• **EXERCISE DETAILS**:
Please rewrite all of the items below with "Give the mask of every instance of the" swapped for "Outline each instance of the" wherever it occurs, leaving everything else unchanged.

• **RAW RECORDS**:
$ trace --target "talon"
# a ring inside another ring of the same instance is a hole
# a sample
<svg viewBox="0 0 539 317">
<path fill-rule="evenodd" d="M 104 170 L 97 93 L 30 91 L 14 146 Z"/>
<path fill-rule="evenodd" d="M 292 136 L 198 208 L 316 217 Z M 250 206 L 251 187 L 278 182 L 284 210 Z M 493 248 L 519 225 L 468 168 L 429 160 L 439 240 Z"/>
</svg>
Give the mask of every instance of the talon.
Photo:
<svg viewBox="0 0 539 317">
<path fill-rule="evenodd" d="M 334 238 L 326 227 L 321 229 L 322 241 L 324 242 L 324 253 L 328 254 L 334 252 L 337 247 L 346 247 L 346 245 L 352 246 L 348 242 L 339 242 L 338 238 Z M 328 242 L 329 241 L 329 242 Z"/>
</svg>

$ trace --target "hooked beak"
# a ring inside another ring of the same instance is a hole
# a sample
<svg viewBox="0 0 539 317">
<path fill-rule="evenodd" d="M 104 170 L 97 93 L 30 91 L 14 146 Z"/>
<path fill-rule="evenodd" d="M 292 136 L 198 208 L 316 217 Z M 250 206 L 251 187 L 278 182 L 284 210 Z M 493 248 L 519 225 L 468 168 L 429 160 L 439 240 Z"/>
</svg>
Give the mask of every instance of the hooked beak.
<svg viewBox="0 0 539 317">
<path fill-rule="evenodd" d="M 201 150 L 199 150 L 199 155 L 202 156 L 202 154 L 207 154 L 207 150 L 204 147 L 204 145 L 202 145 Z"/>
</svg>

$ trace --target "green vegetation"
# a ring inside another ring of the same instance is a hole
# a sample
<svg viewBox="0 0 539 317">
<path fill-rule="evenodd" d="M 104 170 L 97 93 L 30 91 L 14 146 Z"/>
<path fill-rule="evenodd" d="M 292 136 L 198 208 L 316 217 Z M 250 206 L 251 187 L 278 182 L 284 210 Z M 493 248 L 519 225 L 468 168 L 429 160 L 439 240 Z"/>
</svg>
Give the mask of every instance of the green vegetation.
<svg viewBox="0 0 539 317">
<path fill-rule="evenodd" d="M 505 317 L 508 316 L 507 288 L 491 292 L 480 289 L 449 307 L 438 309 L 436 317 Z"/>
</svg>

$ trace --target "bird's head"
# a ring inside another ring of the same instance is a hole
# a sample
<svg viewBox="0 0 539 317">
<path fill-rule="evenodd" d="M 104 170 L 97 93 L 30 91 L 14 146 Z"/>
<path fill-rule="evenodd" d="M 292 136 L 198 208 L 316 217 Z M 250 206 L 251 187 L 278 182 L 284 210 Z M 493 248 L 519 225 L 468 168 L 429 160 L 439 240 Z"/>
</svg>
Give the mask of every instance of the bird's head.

• **SOLUTION FOR THIS PROBLEM**:
$ trace --target "talon"
# a ring inside another ring of the same instance is a hole
# a sample
<svg viewBox="0 0 539 317">
<path fill-rule="evenodd" d="M 104 170 L 97 93 L 30 91 L 14 146 Z"/>
<path fill-rule="evenodd" d="M 292 136 L 198 208 L 316 217 Z M 250 206 L 251 187 L 278 182 L 284 210 Z M 493 248 L 519 225 L 468 168 L 429 160 L 439 240 Z"/>
</svg>
Outline each instance of the talon.
Photo:
<svg viewBox="0 0 539 317">
<path fill-rule="evenodd" d="M 334 238 L 326 227 L 321 229 L 322 241 L 324 242 L 324 253 L 328 254 L 334 252 L 337 247 L 346 247 L 346 245 L 352 246 L 348 242 L 339 242 L 338 238 Z M 328 242 L 329 241 L 329 242 Z"/>
</svg>

$ trace --target "hooked beak"
# a ring inside another ring of the same instance is a hole
# a sample
<svg viewBox="0 0 539 317">
<path fill-rule="evenodd" d="M 104 170 L 97 93 L 30 91 L 14 146 Z"/>
<path fill-rule="evenodd" d="M 292 136 L 198 208 L 316 217 Z M 250 206 L 251 187 L 278 182 L 284 210 Z M 493 248 L 519 225 L 468 168 L 429 160 L 439 240 Z"/>
</svg>
Outline each instance of the hooked beak.
<svg viewBox="0 0 539 317">
<path fill-rule="evenodd" d="M 201 150 L 199 150 L 199 155 L 202 156 L 202 154 L 207 154 L 207 150 L 204 147 L 204 145 L 202 145 Z"/>
</svg>

$ trace --target "green vegetation"
# a ring inside another ring of the same instance is a hole
# a sample
<svg viewBox="0 0 539 317">
<path fill-rule="evenodd" d="M 104 170 L 97 93 L 30 91 L 14 146 Z"/>
<path fill-rule="evenodd" d="M 292 136 L 198 208 L 316 217 Z M 250 206 L 251 187 L 278 182 L 284 210 Z M 493 248 L 519 225 L 468 168 L 429 160 L 439 240 Z"/>
</svg>
Outline each instance of the green vegetation.
<svg viewBox="0 0 539 317">
<path fill-rule="evenodd" d="M 505 317 L 508 316 L 507 288 L 491 292 L 480 289 L 449 307 L 438 309 L 436 317 Z"/>
</svg>

$ trace --target "bird's head"
# a ring inside another ring of the same instance is a hole
# a sample
<svg viewBox="0 0 539 317">
<path fill-rule="evenodd" d="M 104 170 L 97 93 L 30 91 L 14 146 Z"/>
<path fill-rule="evenodd" d="M 292 136 L 198 208 L 316 217 Z M 250 206 L 251 187 L 278 182 L 284 210 Z M 493 248 L 519 225 L 468 168 L 429 160 L 439 240 Z"/>
</svg>
Outline each instance of the bird's head.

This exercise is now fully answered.